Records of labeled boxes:
= = =
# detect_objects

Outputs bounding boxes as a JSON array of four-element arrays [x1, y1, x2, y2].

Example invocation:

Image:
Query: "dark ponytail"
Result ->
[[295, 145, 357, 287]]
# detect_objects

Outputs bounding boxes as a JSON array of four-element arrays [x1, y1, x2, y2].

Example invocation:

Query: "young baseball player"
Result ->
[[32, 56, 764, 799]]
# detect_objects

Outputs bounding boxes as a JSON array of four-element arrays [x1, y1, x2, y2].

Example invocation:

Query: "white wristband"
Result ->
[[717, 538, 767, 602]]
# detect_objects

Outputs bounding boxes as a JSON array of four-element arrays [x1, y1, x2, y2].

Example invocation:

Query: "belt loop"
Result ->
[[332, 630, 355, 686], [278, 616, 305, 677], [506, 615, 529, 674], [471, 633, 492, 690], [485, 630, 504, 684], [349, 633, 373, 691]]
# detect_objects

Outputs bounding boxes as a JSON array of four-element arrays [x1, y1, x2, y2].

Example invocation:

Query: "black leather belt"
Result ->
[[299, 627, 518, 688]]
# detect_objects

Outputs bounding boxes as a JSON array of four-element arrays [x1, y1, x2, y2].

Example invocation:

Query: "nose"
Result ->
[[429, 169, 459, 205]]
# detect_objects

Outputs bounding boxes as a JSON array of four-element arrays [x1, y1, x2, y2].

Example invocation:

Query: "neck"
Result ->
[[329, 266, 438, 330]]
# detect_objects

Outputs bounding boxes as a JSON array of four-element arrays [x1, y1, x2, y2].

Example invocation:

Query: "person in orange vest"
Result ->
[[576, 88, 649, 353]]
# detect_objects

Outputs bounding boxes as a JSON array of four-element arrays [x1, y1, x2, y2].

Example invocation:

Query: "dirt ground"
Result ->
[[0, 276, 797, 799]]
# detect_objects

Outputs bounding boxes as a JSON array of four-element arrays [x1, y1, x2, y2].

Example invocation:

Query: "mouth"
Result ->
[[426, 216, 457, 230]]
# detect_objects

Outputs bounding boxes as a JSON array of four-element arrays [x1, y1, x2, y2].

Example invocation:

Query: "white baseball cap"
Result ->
= = =
> [REQUIRED TASK]:
Format all of the data above as a numbered list with one line per item, and leave out the blank lines.

> [WORKED SOLUTION]:
1. # detect_objects
2. Outputs bounding boxes as a JSON array of four-element arrays [x1, y1, x2, y2].
3. Example invocation:
4. Image:
5. Query: "dark ponytail"
6. Result ->
7. [[295, 145, 357, 287]]
8. # detect_objects
9. Outputs bounding boxes as a JSON array of four-element arrays [x1, y1, x2, y2].
10. Example invocation:
11. Query: "young baseball player"
12. Result ->
13. [[32, 56, 764, 799]]
14. # detect_objects
15. Outputs bounding boxes as a JSON array of four-element arrays [x1, y1, x2, y2].
16. Example invocation:
17. Query: "white wristband"
18. Result ->
19. [[717, 538, 767, 602]]
20. # detect_objects
21. Outputs bounding boxes as a JSON array of four-element arrays [x1, y1, x2, y2].
22. Example invocation:
23. Query: "belt loop"
24. Result ->
25. [[332, 630, 355, 686], [278, 616, 305, 677], [506, 615, 529, 674], [471, 633, 492, 690], [485, 630, 504, 684], [349, 633, 373, 691]]
26. # detect_objects
27. Outputs bounding boxes as a JSON array of four-element arrays [x1, y1, x2, y2].
28. Example invocation:
29. Query: "black leather belt"
30. Result ->
31. [[299, 627, 518, 688]]
32. # detect_objects
33. Outputs bounding boxes as a JSON array of four-element arrays [x1, y1, x2, y2].
34. Example invocation:
35. Query: "nose"
36. Result ->
37. [[429, 169, 459, 205]]
38. # detect_objects
39. Outputs bounding boxes as a JSON array of four-element arrays [x1, y1, x2, y2].
40. Example invocation:
41. Query: "neck"
42. Result ->
43. [[329, 266, 438, 330]]
44. # detect_objects
45. Outputs bounding boxes as a JSON array of four-element arrays [x1, y1, x2, y2].
46. Example invocation:
47. Query: "person in orange vest"
48. Result ->
49. [[576, 88, 649, 353]]
50. # detect_objects
51. Outputs bounding boxes as a JSON array of four-element arrays [x1, y1, x2, y2].
52. Example invocation:
53. Query: "dirt ground"
54. Result ->
55. [[0, 276, 797, 799]]
56. # detect_objects
57. Outputs bounding boxes as a JSON array of four-element arrays [x1, y1, x2, y2].
58. Example invocation:
59. Query: "mouth"
60. Result ->
61. [[426, 216, 457, 230]]
62. # detect_objects
63. Outputs bounding boxes as a JSON array of four-element arrays [x1, y1, x2, y2].
64. Example invocation:
65. Query: "white baseball cap"
66. Result ->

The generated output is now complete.